• Aim
Rewrite everything in the data below, from the line containing "Where can you find the paper towel" down to the last line, as a numbered list, leaving out any blank lines.

• Supplied information

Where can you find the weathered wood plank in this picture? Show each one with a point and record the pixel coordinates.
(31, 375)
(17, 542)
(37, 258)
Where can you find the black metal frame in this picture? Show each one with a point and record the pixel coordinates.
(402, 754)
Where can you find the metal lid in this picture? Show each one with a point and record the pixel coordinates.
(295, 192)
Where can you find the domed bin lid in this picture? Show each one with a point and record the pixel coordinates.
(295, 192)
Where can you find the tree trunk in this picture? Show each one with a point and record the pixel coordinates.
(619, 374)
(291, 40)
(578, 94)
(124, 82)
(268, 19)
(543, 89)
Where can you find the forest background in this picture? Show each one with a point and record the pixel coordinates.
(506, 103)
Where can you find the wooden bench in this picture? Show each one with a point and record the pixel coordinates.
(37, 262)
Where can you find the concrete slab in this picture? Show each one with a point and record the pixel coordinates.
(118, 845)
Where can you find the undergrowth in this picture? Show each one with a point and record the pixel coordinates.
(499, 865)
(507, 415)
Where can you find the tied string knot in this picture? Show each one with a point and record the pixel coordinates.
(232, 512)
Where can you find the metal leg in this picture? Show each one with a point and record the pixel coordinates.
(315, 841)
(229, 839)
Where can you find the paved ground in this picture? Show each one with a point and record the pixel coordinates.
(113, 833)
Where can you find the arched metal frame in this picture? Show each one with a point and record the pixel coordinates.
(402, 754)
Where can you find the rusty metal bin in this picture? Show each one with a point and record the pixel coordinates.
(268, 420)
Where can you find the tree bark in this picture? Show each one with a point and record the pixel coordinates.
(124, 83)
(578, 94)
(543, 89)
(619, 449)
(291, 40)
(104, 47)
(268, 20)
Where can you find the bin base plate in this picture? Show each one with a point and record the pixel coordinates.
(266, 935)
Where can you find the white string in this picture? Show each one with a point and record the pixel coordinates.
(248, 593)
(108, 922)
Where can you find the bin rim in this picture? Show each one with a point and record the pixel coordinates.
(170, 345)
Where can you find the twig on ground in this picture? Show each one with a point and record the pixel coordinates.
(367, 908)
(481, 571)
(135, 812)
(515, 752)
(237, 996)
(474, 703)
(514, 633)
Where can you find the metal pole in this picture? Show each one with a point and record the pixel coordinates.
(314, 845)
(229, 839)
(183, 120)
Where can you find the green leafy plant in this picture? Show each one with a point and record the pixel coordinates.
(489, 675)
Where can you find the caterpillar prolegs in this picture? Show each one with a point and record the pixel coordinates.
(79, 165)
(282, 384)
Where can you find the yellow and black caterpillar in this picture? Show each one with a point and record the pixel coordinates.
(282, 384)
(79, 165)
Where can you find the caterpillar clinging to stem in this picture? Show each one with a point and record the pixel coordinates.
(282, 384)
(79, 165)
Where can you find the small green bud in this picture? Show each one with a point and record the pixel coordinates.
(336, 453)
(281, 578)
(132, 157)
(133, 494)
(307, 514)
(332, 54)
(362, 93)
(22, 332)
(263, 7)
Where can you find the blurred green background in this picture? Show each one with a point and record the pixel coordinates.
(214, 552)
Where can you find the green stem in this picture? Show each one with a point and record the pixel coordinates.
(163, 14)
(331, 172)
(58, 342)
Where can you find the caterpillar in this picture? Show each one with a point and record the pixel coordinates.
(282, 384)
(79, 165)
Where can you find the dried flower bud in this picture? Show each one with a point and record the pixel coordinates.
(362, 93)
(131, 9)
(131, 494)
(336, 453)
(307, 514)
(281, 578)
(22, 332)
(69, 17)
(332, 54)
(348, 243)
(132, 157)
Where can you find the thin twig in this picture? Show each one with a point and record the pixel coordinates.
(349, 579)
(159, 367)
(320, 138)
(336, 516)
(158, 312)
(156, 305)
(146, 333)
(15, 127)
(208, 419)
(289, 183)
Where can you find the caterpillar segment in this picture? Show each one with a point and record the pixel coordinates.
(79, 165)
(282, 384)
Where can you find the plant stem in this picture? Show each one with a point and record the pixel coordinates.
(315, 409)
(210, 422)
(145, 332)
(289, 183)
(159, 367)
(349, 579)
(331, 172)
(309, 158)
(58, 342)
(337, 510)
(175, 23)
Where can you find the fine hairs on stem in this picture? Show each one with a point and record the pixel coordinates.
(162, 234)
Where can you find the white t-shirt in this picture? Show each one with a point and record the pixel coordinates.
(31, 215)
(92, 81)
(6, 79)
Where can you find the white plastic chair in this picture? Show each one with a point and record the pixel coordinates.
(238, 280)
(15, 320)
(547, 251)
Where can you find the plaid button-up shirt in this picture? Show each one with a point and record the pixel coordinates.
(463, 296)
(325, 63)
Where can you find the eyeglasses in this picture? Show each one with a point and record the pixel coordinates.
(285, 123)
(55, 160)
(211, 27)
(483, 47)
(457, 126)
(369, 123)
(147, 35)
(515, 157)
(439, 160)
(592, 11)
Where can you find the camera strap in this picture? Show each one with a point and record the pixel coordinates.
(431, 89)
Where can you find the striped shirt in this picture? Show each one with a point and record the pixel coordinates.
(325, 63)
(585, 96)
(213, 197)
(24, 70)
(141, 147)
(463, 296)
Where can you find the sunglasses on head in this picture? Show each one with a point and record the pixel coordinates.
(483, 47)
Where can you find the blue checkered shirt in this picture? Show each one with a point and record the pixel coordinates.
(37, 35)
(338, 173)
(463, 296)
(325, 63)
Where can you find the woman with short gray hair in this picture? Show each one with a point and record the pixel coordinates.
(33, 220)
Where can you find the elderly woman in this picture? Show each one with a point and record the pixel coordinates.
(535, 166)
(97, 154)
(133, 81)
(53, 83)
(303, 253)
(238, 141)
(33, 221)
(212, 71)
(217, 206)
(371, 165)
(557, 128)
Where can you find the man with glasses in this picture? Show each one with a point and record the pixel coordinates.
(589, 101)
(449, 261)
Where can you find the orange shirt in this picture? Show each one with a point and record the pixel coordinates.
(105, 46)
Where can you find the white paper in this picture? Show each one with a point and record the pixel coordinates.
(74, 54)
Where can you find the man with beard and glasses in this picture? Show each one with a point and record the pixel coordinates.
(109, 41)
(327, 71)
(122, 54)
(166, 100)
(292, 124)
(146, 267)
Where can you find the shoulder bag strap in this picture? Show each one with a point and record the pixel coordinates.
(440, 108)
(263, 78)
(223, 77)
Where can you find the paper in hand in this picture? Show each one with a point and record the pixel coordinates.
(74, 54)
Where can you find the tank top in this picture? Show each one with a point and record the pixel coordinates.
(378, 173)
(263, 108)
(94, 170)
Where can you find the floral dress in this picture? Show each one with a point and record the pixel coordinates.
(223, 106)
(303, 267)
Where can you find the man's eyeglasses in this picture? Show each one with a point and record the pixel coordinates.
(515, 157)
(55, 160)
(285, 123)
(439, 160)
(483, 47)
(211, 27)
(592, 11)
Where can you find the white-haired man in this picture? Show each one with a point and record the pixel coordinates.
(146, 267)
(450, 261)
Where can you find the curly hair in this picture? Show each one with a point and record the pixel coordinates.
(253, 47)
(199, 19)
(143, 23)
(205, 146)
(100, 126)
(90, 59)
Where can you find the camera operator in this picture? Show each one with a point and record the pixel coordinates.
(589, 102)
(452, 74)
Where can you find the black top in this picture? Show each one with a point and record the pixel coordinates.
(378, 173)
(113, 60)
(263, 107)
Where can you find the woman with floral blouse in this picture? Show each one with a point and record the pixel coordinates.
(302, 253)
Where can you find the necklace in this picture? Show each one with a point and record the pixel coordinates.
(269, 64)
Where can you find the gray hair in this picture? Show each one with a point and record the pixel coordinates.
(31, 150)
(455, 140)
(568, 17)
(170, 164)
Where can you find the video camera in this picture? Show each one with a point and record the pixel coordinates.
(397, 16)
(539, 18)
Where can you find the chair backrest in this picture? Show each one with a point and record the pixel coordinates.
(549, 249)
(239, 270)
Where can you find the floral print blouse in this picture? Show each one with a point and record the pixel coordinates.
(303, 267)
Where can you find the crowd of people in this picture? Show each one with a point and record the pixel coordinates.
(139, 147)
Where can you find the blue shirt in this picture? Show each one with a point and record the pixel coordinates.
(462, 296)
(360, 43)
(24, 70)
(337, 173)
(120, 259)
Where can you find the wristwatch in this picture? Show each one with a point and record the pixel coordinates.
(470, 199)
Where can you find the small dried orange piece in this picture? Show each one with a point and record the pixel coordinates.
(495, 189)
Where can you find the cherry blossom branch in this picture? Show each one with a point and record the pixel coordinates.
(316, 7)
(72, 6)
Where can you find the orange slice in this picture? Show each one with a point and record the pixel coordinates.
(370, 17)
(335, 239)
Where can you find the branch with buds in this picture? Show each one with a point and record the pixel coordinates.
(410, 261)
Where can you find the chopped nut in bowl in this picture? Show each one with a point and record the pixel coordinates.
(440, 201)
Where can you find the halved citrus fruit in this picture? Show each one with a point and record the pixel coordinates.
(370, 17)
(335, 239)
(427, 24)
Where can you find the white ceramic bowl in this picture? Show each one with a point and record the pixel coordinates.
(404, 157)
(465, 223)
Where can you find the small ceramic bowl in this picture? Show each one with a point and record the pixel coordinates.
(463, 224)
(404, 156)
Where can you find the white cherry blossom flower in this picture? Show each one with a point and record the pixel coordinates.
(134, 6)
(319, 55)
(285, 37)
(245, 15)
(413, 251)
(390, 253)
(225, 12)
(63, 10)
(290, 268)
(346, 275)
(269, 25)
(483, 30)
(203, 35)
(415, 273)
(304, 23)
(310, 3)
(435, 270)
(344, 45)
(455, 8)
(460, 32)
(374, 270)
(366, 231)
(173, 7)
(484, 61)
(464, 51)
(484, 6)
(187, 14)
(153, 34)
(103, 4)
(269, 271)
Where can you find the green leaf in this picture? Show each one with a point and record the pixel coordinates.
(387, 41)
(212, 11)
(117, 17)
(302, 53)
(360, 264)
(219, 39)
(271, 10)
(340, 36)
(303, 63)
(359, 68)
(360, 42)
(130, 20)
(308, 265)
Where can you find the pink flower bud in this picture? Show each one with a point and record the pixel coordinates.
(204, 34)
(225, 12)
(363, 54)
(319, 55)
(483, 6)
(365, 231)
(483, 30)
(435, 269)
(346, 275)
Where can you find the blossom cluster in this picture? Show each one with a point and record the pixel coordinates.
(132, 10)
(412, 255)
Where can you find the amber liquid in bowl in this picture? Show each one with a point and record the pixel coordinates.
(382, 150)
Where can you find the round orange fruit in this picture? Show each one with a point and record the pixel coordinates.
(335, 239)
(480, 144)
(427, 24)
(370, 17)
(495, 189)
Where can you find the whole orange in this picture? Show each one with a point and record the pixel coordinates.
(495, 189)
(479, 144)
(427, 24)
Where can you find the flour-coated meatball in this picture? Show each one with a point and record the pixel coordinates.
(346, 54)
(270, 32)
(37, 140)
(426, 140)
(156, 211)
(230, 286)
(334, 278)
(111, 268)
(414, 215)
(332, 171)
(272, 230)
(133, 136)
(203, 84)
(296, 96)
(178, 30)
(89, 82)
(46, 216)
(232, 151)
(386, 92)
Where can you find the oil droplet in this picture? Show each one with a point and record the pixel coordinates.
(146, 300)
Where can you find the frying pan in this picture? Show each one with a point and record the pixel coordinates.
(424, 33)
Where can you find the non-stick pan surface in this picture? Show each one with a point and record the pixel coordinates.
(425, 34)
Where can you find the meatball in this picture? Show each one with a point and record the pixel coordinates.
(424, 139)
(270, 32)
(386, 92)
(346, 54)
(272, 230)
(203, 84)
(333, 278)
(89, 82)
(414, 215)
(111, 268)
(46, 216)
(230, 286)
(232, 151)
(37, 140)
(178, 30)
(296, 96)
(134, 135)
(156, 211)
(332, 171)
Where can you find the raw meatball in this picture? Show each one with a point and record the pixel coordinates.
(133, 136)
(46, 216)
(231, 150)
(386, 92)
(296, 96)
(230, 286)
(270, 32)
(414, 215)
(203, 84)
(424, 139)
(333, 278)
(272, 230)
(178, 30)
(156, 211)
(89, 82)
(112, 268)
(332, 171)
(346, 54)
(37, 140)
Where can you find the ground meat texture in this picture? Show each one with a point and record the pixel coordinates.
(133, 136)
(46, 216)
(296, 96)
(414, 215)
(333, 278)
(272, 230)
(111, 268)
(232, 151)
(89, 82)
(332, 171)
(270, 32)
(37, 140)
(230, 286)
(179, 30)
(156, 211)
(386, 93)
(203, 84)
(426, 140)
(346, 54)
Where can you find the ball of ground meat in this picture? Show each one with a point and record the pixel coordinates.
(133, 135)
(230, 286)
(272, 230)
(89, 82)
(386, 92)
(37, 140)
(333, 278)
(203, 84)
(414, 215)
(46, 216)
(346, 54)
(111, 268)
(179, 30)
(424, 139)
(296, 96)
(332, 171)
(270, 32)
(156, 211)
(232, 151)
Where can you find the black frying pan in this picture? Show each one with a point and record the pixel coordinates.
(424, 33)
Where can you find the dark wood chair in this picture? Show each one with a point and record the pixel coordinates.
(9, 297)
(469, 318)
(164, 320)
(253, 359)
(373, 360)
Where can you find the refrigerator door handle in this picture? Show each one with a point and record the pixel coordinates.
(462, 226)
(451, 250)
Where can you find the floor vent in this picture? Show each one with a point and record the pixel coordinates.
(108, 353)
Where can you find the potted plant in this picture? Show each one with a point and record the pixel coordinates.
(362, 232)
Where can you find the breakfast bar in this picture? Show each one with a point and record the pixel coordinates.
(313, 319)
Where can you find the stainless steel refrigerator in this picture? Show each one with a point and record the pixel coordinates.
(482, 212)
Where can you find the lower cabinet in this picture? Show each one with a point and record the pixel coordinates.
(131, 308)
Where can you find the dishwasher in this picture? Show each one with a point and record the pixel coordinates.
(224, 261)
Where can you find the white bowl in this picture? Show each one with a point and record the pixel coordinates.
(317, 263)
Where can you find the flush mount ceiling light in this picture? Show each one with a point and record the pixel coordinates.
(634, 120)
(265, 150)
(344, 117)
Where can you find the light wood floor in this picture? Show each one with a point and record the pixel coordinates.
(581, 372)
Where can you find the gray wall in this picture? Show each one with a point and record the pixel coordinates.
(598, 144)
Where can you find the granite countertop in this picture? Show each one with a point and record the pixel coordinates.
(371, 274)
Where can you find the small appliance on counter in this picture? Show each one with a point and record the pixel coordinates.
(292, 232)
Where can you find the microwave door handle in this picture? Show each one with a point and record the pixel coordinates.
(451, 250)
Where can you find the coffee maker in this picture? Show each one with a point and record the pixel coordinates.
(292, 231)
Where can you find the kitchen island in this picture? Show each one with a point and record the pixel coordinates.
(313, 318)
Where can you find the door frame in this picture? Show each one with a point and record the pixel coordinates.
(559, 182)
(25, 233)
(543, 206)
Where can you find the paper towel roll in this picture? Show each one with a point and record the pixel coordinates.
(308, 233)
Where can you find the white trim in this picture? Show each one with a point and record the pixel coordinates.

• Output for this task
1. Where can you find the paper towel roll in this picture? Show each one with a point and record the pixel coordinates.
2. (308, 233)
3. Where can you find the white trim in this picture? Show each one with a point and record the pixel coordinates.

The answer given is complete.